WHAT YOU HAVE TO DO. Give all of the records again. Match them exactly.

[PROVIDED DATA]

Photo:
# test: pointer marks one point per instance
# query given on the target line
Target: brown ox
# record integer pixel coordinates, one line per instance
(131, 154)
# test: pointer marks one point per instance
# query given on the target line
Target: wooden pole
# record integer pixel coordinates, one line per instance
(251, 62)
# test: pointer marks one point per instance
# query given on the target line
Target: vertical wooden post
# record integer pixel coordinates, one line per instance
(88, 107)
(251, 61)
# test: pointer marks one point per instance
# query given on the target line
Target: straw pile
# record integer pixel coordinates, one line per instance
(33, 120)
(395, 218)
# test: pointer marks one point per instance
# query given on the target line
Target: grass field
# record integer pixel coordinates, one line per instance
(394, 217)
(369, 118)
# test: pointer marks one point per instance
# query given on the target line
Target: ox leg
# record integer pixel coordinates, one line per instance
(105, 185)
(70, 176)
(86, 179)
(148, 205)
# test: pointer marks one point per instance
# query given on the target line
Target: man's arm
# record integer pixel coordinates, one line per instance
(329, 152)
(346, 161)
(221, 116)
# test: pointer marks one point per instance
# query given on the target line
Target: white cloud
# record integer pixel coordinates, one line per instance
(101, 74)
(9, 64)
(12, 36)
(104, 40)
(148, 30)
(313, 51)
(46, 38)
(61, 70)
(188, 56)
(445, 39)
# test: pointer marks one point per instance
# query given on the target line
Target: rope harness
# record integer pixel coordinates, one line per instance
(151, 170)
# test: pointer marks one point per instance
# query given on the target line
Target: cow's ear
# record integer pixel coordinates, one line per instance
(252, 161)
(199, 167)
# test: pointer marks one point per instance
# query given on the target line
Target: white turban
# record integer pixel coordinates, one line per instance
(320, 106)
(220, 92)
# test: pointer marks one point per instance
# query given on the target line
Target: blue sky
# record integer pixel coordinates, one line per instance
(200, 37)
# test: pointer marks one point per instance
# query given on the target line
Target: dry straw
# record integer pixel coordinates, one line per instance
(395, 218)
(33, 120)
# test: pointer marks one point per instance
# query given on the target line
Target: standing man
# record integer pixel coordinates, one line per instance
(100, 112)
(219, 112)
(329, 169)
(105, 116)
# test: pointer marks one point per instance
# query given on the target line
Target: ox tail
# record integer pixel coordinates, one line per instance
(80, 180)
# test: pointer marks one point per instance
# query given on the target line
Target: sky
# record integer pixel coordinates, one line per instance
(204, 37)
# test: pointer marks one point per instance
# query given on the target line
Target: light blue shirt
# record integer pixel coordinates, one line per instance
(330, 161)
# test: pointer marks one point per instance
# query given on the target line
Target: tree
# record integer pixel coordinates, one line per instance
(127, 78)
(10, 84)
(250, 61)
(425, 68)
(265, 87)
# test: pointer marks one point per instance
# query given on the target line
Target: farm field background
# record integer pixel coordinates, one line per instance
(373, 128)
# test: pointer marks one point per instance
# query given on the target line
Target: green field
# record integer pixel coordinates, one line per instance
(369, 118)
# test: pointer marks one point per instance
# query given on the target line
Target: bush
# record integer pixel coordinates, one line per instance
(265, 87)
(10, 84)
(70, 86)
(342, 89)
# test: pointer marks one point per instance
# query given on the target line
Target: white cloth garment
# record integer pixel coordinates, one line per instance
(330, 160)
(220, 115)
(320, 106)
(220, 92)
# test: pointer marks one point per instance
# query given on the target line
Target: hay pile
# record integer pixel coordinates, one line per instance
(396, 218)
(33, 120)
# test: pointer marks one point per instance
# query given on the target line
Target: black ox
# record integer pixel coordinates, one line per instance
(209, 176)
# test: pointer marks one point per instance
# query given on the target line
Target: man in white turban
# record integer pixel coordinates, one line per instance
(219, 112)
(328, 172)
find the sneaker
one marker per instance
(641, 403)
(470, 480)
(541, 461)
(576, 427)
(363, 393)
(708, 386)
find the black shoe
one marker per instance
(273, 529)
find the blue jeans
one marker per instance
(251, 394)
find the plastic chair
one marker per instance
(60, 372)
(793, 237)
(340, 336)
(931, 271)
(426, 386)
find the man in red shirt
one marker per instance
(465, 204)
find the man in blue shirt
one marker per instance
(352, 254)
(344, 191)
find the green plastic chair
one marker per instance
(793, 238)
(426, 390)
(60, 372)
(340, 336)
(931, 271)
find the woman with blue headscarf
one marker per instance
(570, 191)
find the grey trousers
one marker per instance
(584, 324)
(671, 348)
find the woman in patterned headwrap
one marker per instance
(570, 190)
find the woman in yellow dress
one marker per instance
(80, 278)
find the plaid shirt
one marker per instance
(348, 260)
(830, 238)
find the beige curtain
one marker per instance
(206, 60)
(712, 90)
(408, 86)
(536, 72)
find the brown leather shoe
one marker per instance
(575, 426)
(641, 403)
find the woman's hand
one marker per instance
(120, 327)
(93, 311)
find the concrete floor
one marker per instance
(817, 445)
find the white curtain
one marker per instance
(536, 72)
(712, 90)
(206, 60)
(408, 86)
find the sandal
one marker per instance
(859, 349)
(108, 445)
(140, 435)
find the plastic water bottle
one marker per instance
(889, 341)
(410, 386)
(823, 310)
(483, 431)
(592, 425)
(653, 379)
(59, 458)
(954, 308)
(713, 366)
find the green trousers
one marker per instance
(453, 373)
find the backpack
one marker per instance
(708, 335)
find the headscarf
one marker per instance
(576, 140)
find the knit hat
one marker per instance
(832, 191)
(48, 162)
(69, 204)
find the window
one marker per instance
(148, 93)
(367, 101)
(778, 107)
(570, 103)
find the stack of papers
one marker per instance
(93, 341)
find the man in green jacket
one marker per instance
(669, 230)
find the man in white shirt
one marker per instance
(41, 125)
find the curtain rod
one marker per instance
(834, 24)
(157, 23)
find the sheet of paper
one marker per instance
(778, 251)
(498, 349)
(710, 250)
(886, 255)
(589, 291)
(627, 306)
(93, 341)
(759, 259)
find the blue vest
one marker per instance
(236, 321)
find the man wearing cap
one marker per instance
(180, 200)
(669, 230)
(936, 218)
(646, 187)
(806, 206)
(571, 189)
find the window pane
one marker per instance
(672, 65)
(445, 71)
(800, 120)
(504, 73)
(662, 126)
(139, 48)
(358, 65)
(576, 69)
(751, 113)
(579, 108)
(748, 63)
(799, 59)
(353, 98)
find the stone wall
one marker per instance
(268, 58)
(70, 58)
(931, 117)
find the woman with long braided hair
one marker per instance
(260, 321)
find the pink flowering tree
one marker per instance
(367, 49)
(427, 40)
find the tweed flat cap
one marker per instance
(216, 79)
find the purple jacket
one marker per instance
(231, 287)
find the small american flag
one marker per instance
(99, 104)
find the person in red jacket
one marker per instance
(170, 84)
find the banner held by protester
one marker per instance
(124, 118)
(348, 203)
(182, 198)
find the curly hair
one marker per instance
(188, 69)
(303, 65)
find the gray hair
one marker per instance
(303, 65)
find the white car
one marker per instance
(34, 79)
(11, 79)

[/PROVIDED DATA]

REPLY TO THE EXERCISE.
Photo:
# test: pointer marks one point per instance
# query given on the target line
Target: brown ox
# record integer pixel coordinates, one line per instance
(131, 154)
# test: pointer marks one point per instance
# query given on the target line
Target: wooden pole
# record integer pixel coordinates, one line per instance
(251, 62)
# test: pointer marks one point per instance
# query given on the target line
Target: vertical wooden post
# record integer pixel coordinates, one line per instance
(88, 107)
(251, 61)
# test: pointer marks one point per instance
# query given on the target line
Target: straw pile
# record integer pixel coordinates, one line per instance
(33, 120)
(395, 218)
# test: pointer marks one point per instance
# query given on the target line
Target: grass field
# record integer pixel coordinates, one line per instance
(394, 217)
(369, 118)
# test: pointer marks one point per instance
# query given on the target line
Target: ox leg
# record integer pixel coordinates, one line per instance
(105, 185)
(70, 176)
(86, 179)
(148, 205)
# test: pointer marks one point per instance
# query given on the target line
Target: man's arm
# record integer pixel coordinates, one line per instance
(329, 152)
(346, 161)
(221, 116)
# test: pointer marks one point per instance
# query given on the target line
Target: white cloud
# record integer pixel coordinates, one line per instance
(101, 74)
(9, 64)
(12, 36)
(104, 40)
(148, 30)
(313, 51)
(46, 38)
(61, 70)
(188, 56)
(445, 39)
# test: pointer marks one point per instance
# query given on the target line
Target: rope harness
# record integer pixel coordinates, one line per instance
(151, 170)
# test: pointer marks one point per instance
# query given on the target line
Target: cow's ear
# record integer pixel coordinates, one line per instance
(252, 161)
(199, 167)
# test: pointer marks one point per instance
# query given on the target line
Target: white turban
# record integer pixel coordinates, one line per instance
(320, 106)
(220, 92)
# test: pointer marks one point per instance
# query given on the target line
Target: blue sky
# record integer pixel coordinates, one line per instance
(200, 37)
# test: pointer marks one point per instance
# query given on the target line
Target: dry straw
# record integer pixel coordinates, one line per instance
(395, 218)
(33, 120)
# test: pointer marks one point per instance
# query given on the target line
Target: standing man
# record integer pixel coordinates, one line per instance
(100, 112)
(219, 112)
(329, 169)
(105, 116)
# test: pointer marks one point per instance
# query given on the target line
Target: ox tail
# record integer pixel coordinates, one line per instance
(80, 180)
# test: pointer marks one point per instance
# query given on the target line
Target: sky
# record integer pixel coordinates, one line per instance
(204, 37)
# test: pointer marks one point per instance
# query given on the target line
Target: light blue shirt
# record integer pixel coordinates, one line per instance
(330, 161)
# test: pointer marks one point per instance
# query given on the target line
Target: tree
# record integer pixel coordinates, one line per instance
(127, 78)
(10, 84)
(250, 61)
(425, 68)
(265, 87)
# test: pointer marks one point per instance
# query given on the target line
Target: farm field background
# record integer pixel coordinates, one line per instance
(373, 128)
# test: pointer marks one point per instance
# query given on the target line
Target: green field
# record integer pixel coordinates, one line per instance
(369, 118)
# test: pointer marks one point per instance
# query given on the target line
Target: bush
# record integer pixel coordinates, one line per instance
(265, 87)
(10, 84)
(70, 86)
(342, 89)
# test: pointer marks one point per instance
# query given on the target line
Target: white cloth garment
# record integer pixel coordinates, one line per instance
(330, 160)
(220, 115)
(320, 106)
(220, 92)
# test: pointer marks one point per instance
# query given on the target line
Target: hay pile
# record integer pixel coordinates, one line per instance
(396, 218)
(33, 120)
# test: pointer marks one point per instance
# query given on the target line
Target: black ox
# record integer pixel coordinates, one line per instance
(209, 176)
# test: pointer marks one point per instance
# query given on the target line
Target: man in white turban
# record integer pixel coordinates, one line per instance
(219, 112)
(328, 172)
find the sneaker
one marker per instance
(641, 403)
(470, 480)
(541, 461)
(576, 427)
(363, 393)
(708, 386)
find the black shoe
one marker per instance
(273, 529)
find the blue jeans
one marker per instance
(251, 394)
find the plastic chair
one marker per instance
(60, 372)
(793, 237)
(340, 336)
(931, 271)
(426, 386)
find the man in red shirt
one marker per instance
(465, 204)
find the man in blue shirt
one marker per instance
(352, 254)
(344, 191)
find the green plastic chair
one marker per instance
(793, 238)
(426, 390)
(60, 372)
(340, 336)
(931, 271)
find the woman with blue headscarf
one marker per instance
(570, 191)
find the grey trousers
one marker per instance
(584, 324)
(671, 348)
find the woman in patterned headwrap
one marker per instance
(570, 190)
find the woman in yellow dress
one marker per instance
(80, 278)
find the plaid shirt
one marker per instance
(348, 260)
(830, 238)
find the beige curtain
one marker per instance
(206, 60)
(712, 90)
(408, 86)
(536, 72)
find the brown leather shoe
one marker per instance
(575, 426)
(641, 403)
find the woman's hand
one marker per instance
(120, 327)
(93, 311)
find the concrete floor
one marker per instance
(817, 445)
find the white curtain
one marker per instance
(536, 72)
(712, 90)
(206, 60)
(408, 86)
find the sandal
one marker per instance
(859, 349)
(108, 445)
(140, 435)
find the plastic water bottle
one marker per instance
(889, 341)
(410, 386)
(823, 310)
(483, 431)
(592, 425)
(653, 379)
(59, 458)
(954, 308)
(713, 366)
find the green trousers
one marker per instance
(453, 373)
find the backpack
one marker per instance
(708, 335)
find the headscarf
one marker per instance
(576, 140)
find the knit hat
one marker per instance
(832, 191)
(48, 162)
(69, 204)
find the window
one marker per instance
(148, 93)
(367, 101)
(778, 107)
(570, 103)
find the stack of papers
one marker per instance
(93, 341)
find the man in green jacket
one marker per instance
(669, 230)
find the man in white shirt
one marker per instance
(41, 125)
find the curtain rod
one marker per instance
(834, 24)
(157, 23)
find the sheet of paper
one marker per instance
(778, 251)
(498, 349)
(710, 250)
(886, 255)
(589, 291)
(627, 306)
(93, 341)
(759, 259)
find the blue vest
one marker per instance
(236, 321)
find the man wearing cap
one marker per instance
(180, 200)
(669, 230)
(936, 218)
(646, 187)
(806, 206)
(571, 189)
find the window pane
one marker per instance
(672, 65)
(445, 71)
(800, 120)
(504, 73)
(662, 126)
(139, 48)
(358, 65)
(576, 69)
(751, 113)
(579, 108)
(748, 63)
(799, 59)
(353, 98)
find the stone wall
one marker per instance
(268, 58)
(70, 58)
(931, 117)
find the woman with long braided hair
one marker per instance
(260, 321)
find the pink flowering tree
one marker per instance
(367, 49)
(427, 40)
find the tweed flat cap
one marker per instance
(216, 79)
find the purple jacket
one marker per instance
(231, 287)
find the small american flag
one marker per instance
(99, 104)
find the person in red jacket
one marker per instance
(170, 84)
find the banner held by protester
one marker per instance
(124, 118)
(348, 203)
(182, 198)
find the curly hair
one marker per instance
(188, 69)
(303, 65)
find the gray hair
one marker per instance
(303, 65)
find the white car
one marker per instance
(34, 79)
(11, 79)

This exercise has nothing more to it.